很多人沒有料到,陳木勝導演的遺作《怒火·重案》會如此讓人驚喜。

各種重武器、飆車、槍戰、爆炸等動作大場面,久違的尖沙咀街景實拍,配合著清晰流暢的運鏡、剪輯、配樂,咔咔咔、突突突、殺殺殺,讓人腎上腺素持續飆升。

黃金時代硬橋硬馬的香港警匪片回來了。久違了!

這是它受歡迎的原因,也是讓人感動和感傷的所在。

一方面,疫情復工以來,及格的院線動作類型片,其實都挺稀缺的。

另一方面,最近五六年來香港導演投身「新主流大片」,這種經典港片的極致、癲狂與過火,大家已經暌違太久。

更讓人震驚的是,《怒火·重案》展現出的社會批判力量。

本來在這樣硬核的警匪片中,對文戲也不會抱有太大預期,但這次有些震撼。上一次有這種驚喜感,還是劉德華在《拆彈專家2》的表彰大會上突然拉出「警隊忘恩負義 用完即棄」的橫幅。

其實不只是延續《拆彈專家2》,從陳木勝導演這幾年的警匪片,到邱禮濤導演的警匪片,都極具「家族相似性」。

你還可以聯想到今年鄭保瑞的新片《智齒》和王晶的《追虎擒龍》、劉浩良的《除暴》,包括彭發導演的一些影片。這一批香港電影導演非常明顯地開始藉助警匪犯罪片,來對社會情緒作出各種迴應。

「小丑/蝙蝠俠」的故事被不斷挪用,「用完即棄」成為了2010年以後香港導演在各種類型生產中表達的主題,《怒火》不是一個人在抒發。

資料摘錄 —
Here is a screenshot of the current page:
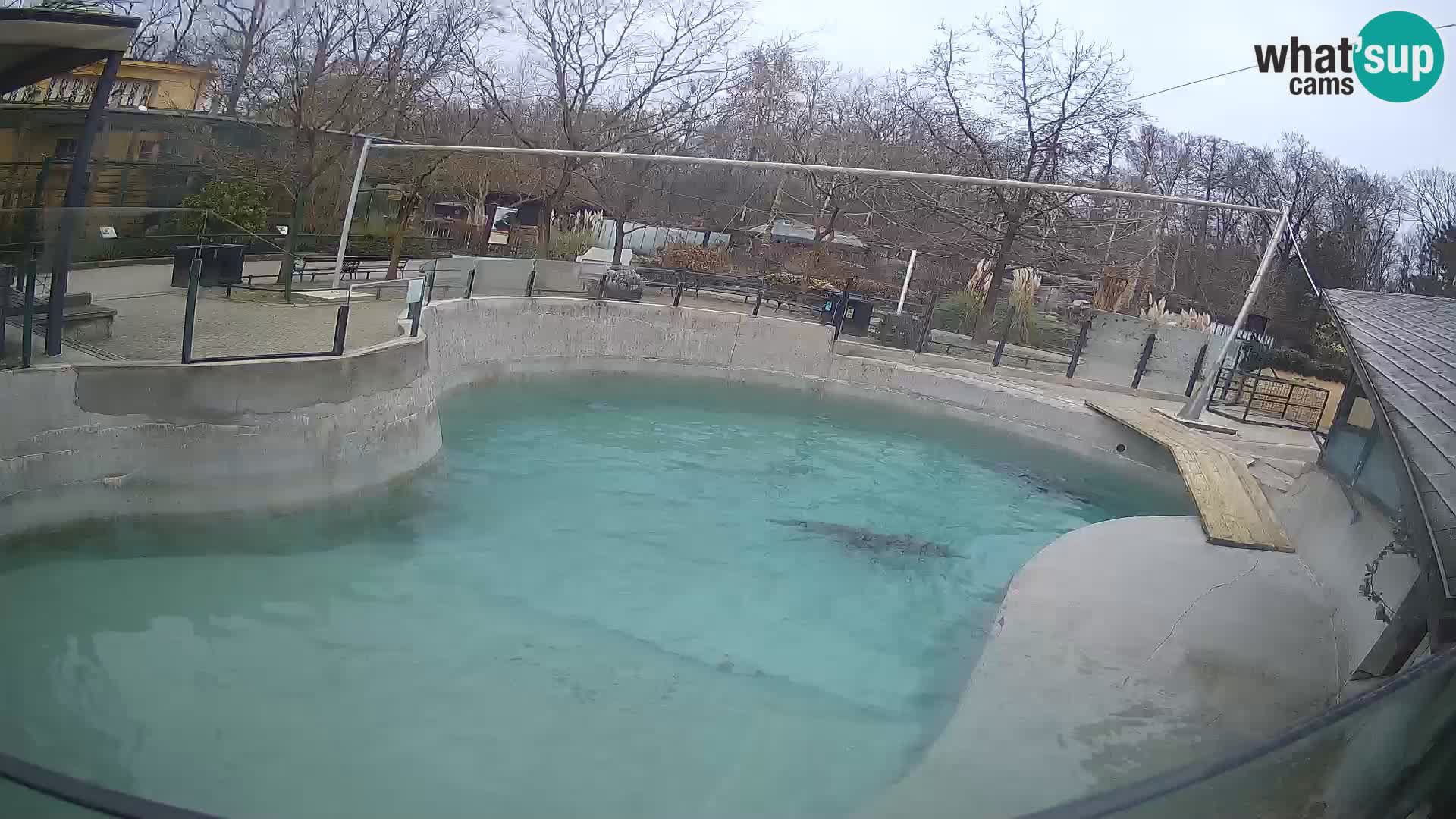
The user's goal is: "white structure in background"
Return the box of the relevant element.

練習題 —
判斷下列三項說法是否符合這篇談《怒火·重案》的文章,逐項回答「是」或「否」,並引用文中起決定作用的原句。
(a) 《怒火·重案》是陳木勝導演的遺作。
(b) 疫情復工以來,及格的院線動作類型片數量很多。
(c) 劉德華曾在《拆彈專家2》的表彰大會上拉出橫幅。

參考解答 —
(a) 是。原文:「陳木勝導演的遺作《怒火·重案》」
(b) 否。原文:「及格的院線動作類型片,其實都挺稀缺的」
(c) 是。原文:「劉德華在《拆彈專家2》的表彰大會上突然拉出「警隊忘恩負義 用完即棄」的橫幅」